→ **What you need to do**
(1) In the CUDA.jl discussion thread below, what bandwidth does maleadt say NSight shows for the device-to-device copy?
(2) Extend the CUDA.jl discussion thread below, picking up after its final comment.

→ **Passage given**
______
That PtoP entry disappears when defining ASYNC in the MWE.

@maleadt
Copy link

maleadt commented Feb 8, 2022

Proper fix in JuliaGPU/CUDA.jl#1357.

EDIT: removed numbers that didn't make sense.

@carstenbauer
Copy link
Author

Well, the numbers are higher, so that's great 😄 Unfortunately, they don't seem to make any sense. I'll profile this later to, hopefully, understand what's going on.

BTW, this is what I get on our DGX with JuliaGPU/CUDA.jl#1357 checked out:

julia> bench_p2p_copyto!(; src=0, dst=1, nbench=100, alternate=false, kernel=copyto!)
Memsize: 38.1M

Bandwidth (GB/s):
├ max: 9094.95
├ min: 3307.25
├ avg: 6478.52
└ std_dev: 847.61

@maleadt
Copy link

maleadt commented Feb 8, 2022

Well, the numbers are higher, so that's great smile Unfortunately, they don't seem to make any sense.

Maybe not, but I confirmed that the resulting bandwidth in NSight is as expected: around 80GB/s, the same as I measured with the CUDA C benchmark. (I just focused on replicating the behavior of the C example on this given system.)

@oschulz
Copy link

oschulz commented Feb 8, 2022

Yay!

@lukas-mazur
Copy link

lukas-mazur commented Feb 8, 2022

Maybe not, but I confirmed that the resulting bandwidth in NSight is as expected: around 80GB/s.

I would expect the bandwidth in NSight to be similar to the one which @carstenbauer code is printing out. Could it be that there is something wrong with the synchronization call in CUDA.jl @maleadt ?

@maleadt
Copy link

maleadt commented Feb 8, 2022

Could it be that there is something wrong with the synchronization call in CUDA.jl @maleadt ?

The problem is that copying between devices involves multiple contexts and streams. Normally you only work with a single device, involving a single context and stream, so calls like CUDA.@elapsed operate on the current stream. However, that isn't necessarily correct when copying between devices, but it also doesn't make sense to have these calls synchronize all devices instead.

@maleadt
Copy link

maleadt commented Feb 8, 2022

So what I'm saying is that the benchmark code needs fixing:

@inline function time_cuda_elapsed(kernel::F, mem_dst, mem_src) where {F}
    CUDA.context!(context(mem_src)) do
        CUDA.@elapsed begin
            kernel(mem_dst, mem_src)
        end
    end
end

That consistently reports 80GB/s as measured in NSight Systems. Maybe we can do better with the APIs exposed by CUDA.jl, but as I explained above that isn't easy when involving multiple devices.
______
→ **Data**
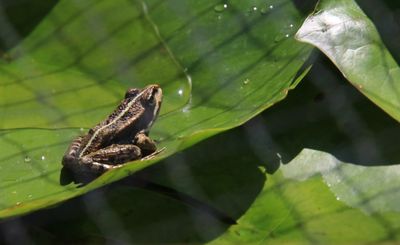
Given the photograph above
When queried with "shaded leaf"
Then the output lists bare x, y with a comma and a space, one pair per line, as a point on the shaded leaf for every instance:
217, 69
______
→ **Task-by-task results**
(1) Around 80GB/s, the same as the CUDA C benchmark measured.

(2)
@maleadt
Copy link

maleadt commented Feb 8, 2022

You could spot this in the profile: the API calls part of CUDA.@elapsed ought to wait for the GPU to finish, or obviously the measurement wouldn't make any sense. This didn't happen:

image

Executing CUDA.@elapsed in the correct context results in:

image

(it's possible this didn't happen before my fixes of the stream-ordered allocator, as the invocation of cuMemcpyPeer might have behaved synchronously then. but it seems to fix the alternative mode here.)

@carstenbauer
Copy link
Author

carstenbauer commented Feb 8, 2022

Thanks @maleadt, that makes a ton of sense! With CUDA.jl#master and performing the time measurement in the context of mem_src as suggested seems to fix all the issues!

Code:

using CUDA
using BenchmarkTools
using Statistics
using UnicodePlots
using Humanize

abstract type BytesSIPrefixed end
struct B <: BytesSIPrefixed
    value::Int64
end
struct KB <: BytesSIPrefixed
    value::Int64
end
struct MB <: BytesSIPrefixed
    value::Int64
end
struct GB <: BytesSIPrefixed
    value::Int64
end

_memsize2N(memsize::B; dtype=Float32) = memsize.value ÷ sizeof(dtype)
_memsize2N(memsize::KB; dtype=Float32) = (memsize.value * 2^10) ÷ sizeof(dtype)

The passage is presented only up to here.